[Exercise details]
Recast each line of the rows below as an item in a single numbered list, omitting any blank lines.

>>>>

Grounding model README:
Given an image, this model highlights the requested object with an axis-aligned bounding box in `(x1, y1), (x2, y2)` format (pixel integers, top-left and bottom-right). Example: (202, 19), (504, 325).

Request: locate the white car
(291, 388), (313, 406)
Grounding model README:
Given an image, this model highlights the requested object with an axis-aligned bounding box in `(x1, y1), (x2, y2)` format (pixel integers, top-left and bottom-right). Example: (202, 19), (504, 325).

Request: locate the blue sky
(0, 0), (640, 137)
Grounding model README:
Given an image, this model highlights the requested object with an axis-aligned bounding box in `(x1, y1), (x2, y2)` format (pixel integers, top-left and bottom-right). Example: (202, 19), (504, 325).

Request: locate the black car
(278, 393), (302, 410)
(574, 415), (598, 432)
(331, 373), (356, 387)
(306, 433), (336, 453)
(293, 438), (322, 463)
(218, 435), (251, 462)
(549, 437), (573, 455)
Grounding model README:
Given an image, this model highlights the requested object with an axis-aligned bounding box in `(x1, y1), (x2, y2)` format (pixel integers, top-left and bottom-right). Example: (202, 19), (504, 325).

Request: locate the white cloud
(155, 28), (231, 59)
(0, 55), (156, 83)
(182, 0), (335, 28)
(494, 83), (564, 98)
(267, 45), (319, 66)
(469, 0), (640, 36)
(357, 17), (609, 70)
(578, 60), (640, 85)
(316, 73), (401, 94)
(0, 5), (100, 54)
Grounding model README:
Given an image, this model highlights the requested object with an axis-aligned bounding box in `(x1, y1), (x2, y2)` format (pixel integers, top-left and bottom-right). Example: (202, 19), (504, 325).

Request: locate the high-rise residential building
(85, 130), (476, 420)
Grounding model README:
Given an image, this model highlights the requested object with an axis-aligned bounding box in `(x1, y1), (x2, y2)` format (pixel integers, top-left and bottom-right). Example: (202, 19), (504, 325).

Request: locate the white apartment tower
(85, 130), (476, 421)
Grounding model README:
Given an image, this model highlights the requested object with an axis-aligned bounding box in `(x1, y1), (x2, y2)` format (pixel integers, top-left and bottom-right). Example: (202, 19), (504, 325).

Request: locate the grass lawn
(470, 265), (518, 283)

<<<<

[Result of this task]
1. Grounding model README:
2. Given an image, this model highlights the requested object with an axis-aligned bounding box in `(x1, y1), (x2, y2)` format (pixel integers, top-left and bottom-right). Example: (202, 19), (504, 325).
3. Request: locate the white car
4. (291, 388), (313, 406)
5. Grounding model README:
6. Given an image, this model highlights the requested object with an axis-aligned bounding box in `(x1, y1), (x2, y2)` format (pixel integers, top-left and bottom-right). Example: (202, 19), (504, 325).
7. Request: locate the blue sky
8. (0, 0), (640, 137)
9. Grounding model README:
10. Given an image, this model highlights the requested object with an axis-aligned bounding box in `(x1, y1), (x2, y2)` format (pixel integers, top-left and bottom-right). Example: (202, 19), (504, 325).
11. Request: locate the black car
12. (278, 393), (302, 410)
13. (574, 415), (598, 432)
14. (331, 373), (356, 387)
15. (306, 433), (336, 453)
16. (293, 438), (322, 463)
17. (218, 435), (251, 462)
18. (549, 437), (573, 455)
19. Grounding model README:
20. Given an image, this model highlights the requested object with an axis-aligned bounding box in `(x1, y1), (x2, y2)` format (pixel integers, top-left and bottom-right). Example: (202, 19), (504, 325).
21. Request: locate the white cloud
22. (155, 28), (231, 59)
23. (0, 55), (156, 83)
24. (182, 0), (335, 28)
25. (494, 83), (564, 98)
26. (267, 45), (319, 66)
27. (469, 0), (640, 36)
28. (357, 17), (609, 70)
29. (578, 60), (640, 85)
30. (316, 73), (401, 94)
31. (0, 5), (100, 54)
32. Grounding model README:
33. Given an image, this model highlights the requested object with an axis-aligned bounding box in `(x1, y1), (x2, y2)` format (pixel integers, top-left and bottom-right). Example: (202, 19), (504, 325).
34. Request: locate the high-rise residential building
35. (85, 130), (476, 420)
36. Grounding model README:
37. Given an image, this model highlights the requested object with an axis-aligned bounding box in `(x1, y1), (x2, y2)` format (pixel integers, top-left and bottom-right). Example: (202, 19), (504, 325).
38. Request: locate the white apartment tower
39. (85, 130), (476, 421)
40. Grounding model README:
41. Given an image, this model highlights the requested object with an axis-aligned bounding box in `(x1, y1), (x2, y2)` format (pixel integers, top-left and bottom-right). Example: (202, 19), (504, 325).
42. Request: locate the grass lawn
43. (470, 265), (518, 283)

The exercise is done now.